_Exercise objective_
Go through the entries and copy every one exactly.

_Extracted entries_
________
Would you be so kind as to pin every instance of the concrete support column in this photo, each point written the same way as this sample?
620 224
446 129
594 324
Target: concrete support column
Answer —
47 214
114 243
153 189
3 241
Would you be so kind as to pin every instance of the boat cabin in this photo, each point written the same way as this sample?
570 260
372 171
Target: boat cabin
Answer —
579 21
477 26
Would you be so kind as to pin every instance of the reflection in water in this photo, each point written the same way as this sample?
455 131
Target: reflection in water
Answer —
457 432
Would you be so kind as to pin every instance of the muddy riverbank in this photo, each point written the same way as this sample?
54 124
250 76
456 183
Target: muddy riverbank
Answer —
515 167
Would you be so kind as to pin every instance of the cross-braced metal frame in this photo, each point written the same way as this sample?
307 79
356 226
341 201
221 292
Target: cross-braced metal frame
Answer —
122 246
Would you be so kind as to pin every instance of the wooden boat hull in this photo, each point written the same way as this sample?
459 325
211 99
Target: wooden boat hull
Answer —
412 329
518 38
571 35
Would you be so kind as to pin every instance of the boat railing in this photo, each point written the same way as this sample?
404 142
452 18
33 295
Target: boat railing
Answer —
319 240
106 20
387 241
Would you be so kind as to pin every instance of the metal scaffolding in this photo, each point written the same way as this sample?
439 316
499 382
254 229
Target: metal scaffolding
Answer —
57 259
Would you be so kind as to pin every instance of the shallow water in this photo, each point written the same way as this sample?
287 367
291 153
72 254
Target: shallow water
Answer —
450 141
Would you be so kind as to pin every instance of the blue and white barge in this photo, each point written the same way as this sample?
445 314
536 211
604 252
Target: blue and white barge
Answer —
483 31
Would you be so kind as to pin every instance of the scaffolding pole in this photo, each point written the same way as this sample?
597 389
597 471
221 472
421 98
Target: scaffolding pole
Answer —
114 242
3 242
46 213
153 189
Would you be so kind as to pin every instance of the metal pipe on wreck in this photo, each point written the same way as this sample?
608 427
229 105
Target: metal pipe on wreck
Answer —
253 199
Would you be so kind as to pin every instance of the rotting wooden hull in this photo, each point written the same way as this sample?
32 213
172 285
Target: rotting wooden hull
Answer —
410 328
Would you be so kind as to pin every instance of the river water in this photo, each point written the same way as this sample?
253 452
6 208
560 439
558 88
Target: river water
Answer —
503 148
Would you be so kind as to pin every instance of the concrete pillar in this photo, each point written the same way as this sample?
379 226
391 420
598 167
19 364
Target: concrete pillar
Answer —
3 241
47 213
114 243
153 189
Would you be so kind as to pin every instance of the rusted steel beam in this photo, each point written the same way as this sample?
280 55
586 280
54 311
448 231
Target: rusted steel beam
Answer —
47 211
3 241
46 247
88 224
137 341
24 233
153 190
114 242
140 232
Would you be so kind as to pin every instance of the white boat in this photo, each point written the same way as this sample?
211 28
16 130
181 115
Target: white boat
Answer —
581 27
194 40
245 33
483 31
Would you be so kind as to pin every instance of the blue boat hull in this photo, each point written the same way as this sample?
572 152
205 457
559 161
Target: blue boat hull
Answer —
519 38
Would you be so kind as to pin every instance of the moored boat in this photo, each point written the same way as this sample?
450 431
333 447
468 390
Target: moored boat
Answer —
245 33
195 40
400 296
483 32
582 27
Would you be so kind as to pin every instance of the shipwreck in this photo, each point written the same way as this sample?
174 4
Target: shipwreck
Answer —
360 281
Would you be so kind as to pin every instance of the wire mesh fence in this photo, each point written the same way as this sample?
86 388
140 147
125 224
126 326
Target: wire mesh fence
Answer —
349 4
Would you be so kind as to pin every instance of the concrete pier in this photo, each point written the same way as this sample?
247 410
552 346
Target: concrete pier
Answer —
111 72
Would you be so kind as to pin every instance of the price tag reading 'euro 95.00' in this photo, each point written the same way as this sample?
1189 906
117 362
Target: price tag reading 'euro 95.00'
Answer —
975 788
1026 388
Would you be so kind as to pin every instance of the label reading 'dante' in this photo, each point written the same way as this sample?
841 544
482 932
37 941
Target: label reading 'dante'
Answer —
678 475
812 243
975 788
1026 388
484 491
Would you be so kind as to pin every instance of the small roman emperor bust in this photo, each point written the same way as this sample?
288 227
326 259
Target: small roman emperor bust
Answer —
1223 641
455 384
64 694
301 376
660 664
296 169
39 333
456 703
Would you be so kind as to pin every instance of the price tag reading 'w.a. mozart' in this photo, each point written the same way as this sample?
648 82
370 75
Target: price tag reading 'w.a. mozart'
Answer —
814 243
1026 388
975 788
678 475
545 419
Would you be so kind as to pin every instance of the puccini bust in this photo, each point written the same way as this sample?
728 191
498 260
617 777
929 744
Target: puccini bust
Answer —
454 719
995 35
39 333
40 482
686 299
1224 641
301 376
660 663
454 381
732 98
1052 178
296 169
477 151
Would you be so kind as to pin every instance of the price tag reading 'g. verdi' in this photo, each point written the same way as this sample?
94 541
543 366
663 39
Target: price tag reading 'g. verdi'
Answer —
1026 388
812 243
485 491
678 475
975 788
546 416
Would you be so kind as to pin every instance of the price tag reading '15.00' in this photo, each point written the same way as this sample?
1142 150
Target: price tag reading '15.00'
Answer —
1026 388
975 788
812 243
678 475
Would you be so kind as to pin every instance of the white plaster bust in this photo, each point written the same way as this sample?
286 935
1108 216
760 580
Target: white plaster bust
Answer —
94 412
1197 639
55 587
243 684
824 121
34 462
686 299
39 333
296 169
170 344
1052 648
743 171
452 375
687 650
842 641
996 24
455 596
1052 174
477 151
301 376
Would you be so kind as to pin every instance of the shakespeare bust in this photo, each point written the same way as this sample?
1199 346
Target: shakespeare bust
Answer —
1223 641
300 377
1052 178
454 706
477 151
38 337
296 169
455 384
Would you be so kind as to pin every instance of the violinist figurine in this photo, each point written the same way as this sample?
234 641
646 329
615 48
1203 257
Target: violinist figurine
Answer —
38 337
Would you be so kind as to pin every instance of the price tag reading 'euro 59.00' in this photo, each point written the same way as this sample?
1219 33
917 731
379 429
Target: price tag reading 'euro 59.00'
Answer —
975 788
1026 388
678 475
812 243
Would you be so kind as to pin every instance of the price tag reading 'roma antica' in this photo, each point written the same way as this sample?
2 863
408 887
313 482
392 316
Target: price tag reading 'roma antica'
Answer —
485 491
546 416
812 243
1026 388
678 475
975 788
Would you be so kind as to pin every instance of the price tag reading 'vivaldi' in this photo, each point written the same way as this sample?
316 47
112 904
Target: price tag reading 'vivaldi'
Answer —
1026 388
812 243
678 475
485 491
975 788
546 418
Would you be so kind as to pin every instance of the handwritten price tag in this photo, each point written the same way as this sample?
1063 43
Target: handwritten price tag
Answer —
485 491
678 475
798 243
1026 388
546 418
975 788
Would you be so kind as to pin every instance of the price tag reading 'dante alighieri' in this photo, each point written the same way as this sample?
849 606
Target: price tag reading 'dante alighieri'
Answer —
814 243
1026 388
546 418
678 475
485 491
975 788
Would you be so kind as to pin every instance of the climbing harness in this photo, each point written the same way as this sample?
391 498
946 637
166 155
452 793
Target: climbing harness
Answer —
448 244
________
_Exercise solution_
Would you be so kind as to pin every instance of the concrete support column in this photo, each point written the same way as this sample?
620 224
446 129
594 324
Target: concrete support column
Answer —
47 214
114 243
153 189
3 241
Would you be so kind as to pin every instance of the boat cabin in this photo, each point written the same way as this sample?
570 260
372 171
Target: boat cabin
Answer —
579 21
477 26
Would you be so kind as to pin every instance of the reflection in water in this photo, each point written the same way as this sample?
455 131
Target: reflection in water
Answer —
457 432
Would you be so kind as to pin every instance of the muddy riverbank in this photo, each point written the same way as this sample?
54 124
250 76
456 183
Target: muddy riverbank
Answer —
515 167
Would you be so kind as to pin every instance of the cross-braced metal frame in this photo, each point written the same way as this sample?
307 79
356 226
341 201
221 292
Target: cross-braced metal frame
Answer —
122 246
Would you be so kind as to pin every instance of the wooden boat hull in this photo, each point written the same way as this sample?
459 325
211 99
Target: wooden boat hull
Answer —
412 329
518 38
571 35
Would you be so kind as to pin every instance of the boat railing in this photo, each point written the same way as this sample?
404 142
452 18
33 295
Target: boat railing
Answer —
319 240
106 20
387 241
Would you be so kind as to pin every instance of the metal scaffolding in this photo, each point written the same way as this sample?
439 316
499 382
254 229
Target: metal scaffolding
Answer —
57 259
Would you be so kind as to pin every instance of the shallow water in this photo, each point written the same way as this sample?
287 367
291 153
72 254
Target: shallow water
Answer —
450 141
Would you be so kind as to pin every instance of the blue and white barge in this photo, each point written the same way as this sample?
445 314
536 211
604 252
Target: blue and white barge
Answer —
483 31
Would you be so kind as to pin every instance of the scaffolding pole in this photo, each point written the same way as this sample?
597 389
597 471
221 472
421 98
Target: scaffolding pole
Answer —
114 242
3 242
46 213
153 189
Would you be so kind as to pin every instance of the metal pipe on wreck in this photo, each point written the same way as this sample?
608 427
229 105
Target: metal pipe on wreck
Answer —
253 199
Would you be so kind as to pin every instance of the rotting wooden hull in this photo, each point written the same way as this sample?
32 213
172 285
Target: rotting wooden hull
Answer —
410 328
Would you be so kind as to pin every instance of the river water in this photo, each point written the same way as this sample?
253 452
6 208
560 439
558 88
Target: river water
Answer —
503 148
Would you be so kind as to pin every instance of the concrete pillar in this photo, each point written the same way as this sample?
379 226
391 420
598 167
19 364
Target: concrete pillar
Answer —
3 241
47 213
114 243
153 189
Would you be so kind as to pin every instance of the rusted steel beam in this photo, each point written the same way as this sample?
280 55
586 280
54 311
448 231
Target: rusted steel beam
Answer —
47 211
3 241
46 247
88 224
137 341
24 233
153 190
114 242
140 232
Would you be so kind as to pin every instance of the white boat in this photo, each point written the same way as this sample?
211 28
16 130
181 115
Target: white boat
Answer —
581 27
194 40
245 33
483 31
Would you be so kind as to pin every instance of the blue boat hull in this photo, each point written the same way as this sample?
572 152
205 457
559 161
Target: blue boat hull
Answer —
519 38
Would you be so kind as to pin every instance of the moored boat in this photo, each point written the same way as this sample?
450 431
333 447
468 390
Target: moored boat
Answer —
245 33
195 40
400 296
483 32
582 27
Would you be so kind as to pin every instance of the shipwreck in this photo, each point written the same way as this sample?
174 4
Target: shipwreck
Answer —
360 281
Would you be so kind as to pin every instance of the wire mesh fence in this photo, each point written the same way as this sample?
86 388
140 147
125 224
126 326
Target: wire mesh fence
Answer —
349 4
Would you be so kind as to pin every instance of the concrete pier in this photo, each point written the same way as this sample?
247 410
552 346
Target: concrete pier
Answer —
111 72
Would you be so kind as to pin every instance of the price tag reading 'euro 95.00' in this photo, each point written the same way as this sample?
1189 906
117 362
Target: price tag reading 'euro 95.00'
Answer —
975 788
1026 388
Would you be so kind as to pin every instance of the label reading 'dante' in this photo, each point written the same way as this sample?
841 544
482 932
37 941
Target: label reading 'dante'
Answer —
678 475
812 243
975 788
1026 388
484 491
Would you be so kind as to pin every instance of the small roman emperor bust in this photo, each point written the same way as this sample?
288 227
326 259
Target: small roman emperor bust
Answer —
1223 641
455 384
64 694
301 376
660 664
296 169
39 333
456 703
Would you be so kind as to pin every instance of the price tag reading 'w.a. mozart' in this photo, each point written the same way as this sample?
648 82
370 75
Target: price tag reading 'w.a. mozart'
Answer —
814 243
1026 388
975 788
678 475
545 419
Would you be so kind as to pin every instance of the puccini bust in this photo, each point written the same way as this sample?
728 191
498 260
617 777
929 744
Target: puccini bust
Answer —
454 719
995 35
39 333
40 482
686 299
1224 641
301 376
660 663
454 381
732 98
1052 178
296 169
477 151
Would you be so kind as to pin every instance of the price tag reading 'g. verdi' in this photo, each point written the same way as this sample?
94 541
543 366
663 39
Target: price tag reading 'g. verdi'
Answer —
1026 388
812 243
485 491
678 475
975 788
546 416
Would you be so kind as to pin every instance of the price tag reading '15.00' in this photo, each point written the same way as this sample?
1142 150
Target: price tag reading '15.00'
Answer —
1026 388
975 788
812 243
678 475
Would you be so kind as to pin every instance of the white plaster bust in this photo, each point written the same way as this sample?
286 935
1108 216
760 580
Target: white plaster bust
Answer —
94 412
1197 639
55 587
243 684
824 121
34 462
686 299
39 333
296 169
170 344
1052 648
743 171
452 375
687 650
842 641
996 24
455 596
1052 174
477 151
301 376
Would you be so kind as to pin every instance of the shakespeare bust in this photo, each point written the same way as this sample?
1199 346
Target: shakespeare bust
Answer —
1223 641
300 377
1052 178
454 706
477 151
38 337
296 169
455 384
Would you be so kind as to pin every instance of the violinist figurine in this photo, each point written the same way as this sample?
234 641
646 329
615 48
1203 257
Target: violinist figurine
Answer —
38 337
Would you be so kind as to pin every instance of the price tag reading 'euro 59.00' in this photo, each point written the same way as this sample?
1219 33
917 731
379 429
Target: price tag reading 'euro 59.00'
Answer —
975 788
1026 388
678 475
812 243
Would you be so kind as to pin every instance of the price tag reading 'roma antica' in this photo, each point written the same way as this sample?
2 863
408 887
313 482
392 316
Target: price tag reading 'roma antica'
Answer —
485 491
546 416
812 243
1026 388
678 475
975 788
Would you be so kind as to pin every instance of the price tag reading 'vivaldi' in this photo, each point written the same way as this sample?
316 47
112 904
Target: price tag reading 'vivaldi'
Answer —
1026 388
812 243
678 475
485 491
975 788
546 418
Would you be so kind as to pin every instance of the handwritten price tag in this photo, each point written the same way as this sample?
1063 43
Target: handwritten price tag
Answer —
485 491
678 475
798 243
1026 388
546 418
975 788
Would you be so kind as to pin every instance of the price tag reading 'dante alighieri' in this photo, each point written the same way as this sample?
849 606
Target: price tag reading 'dante alighieri'
Answer —
814 243
1026 388
546 418
678 475
485 491
975 788
Would you be so kind as to pin every instance of the climbing harness in this photo, each point written the same way as this sample?
391 498
946 637
166 155
452 793
Target: climbing harness
Answer —
448 244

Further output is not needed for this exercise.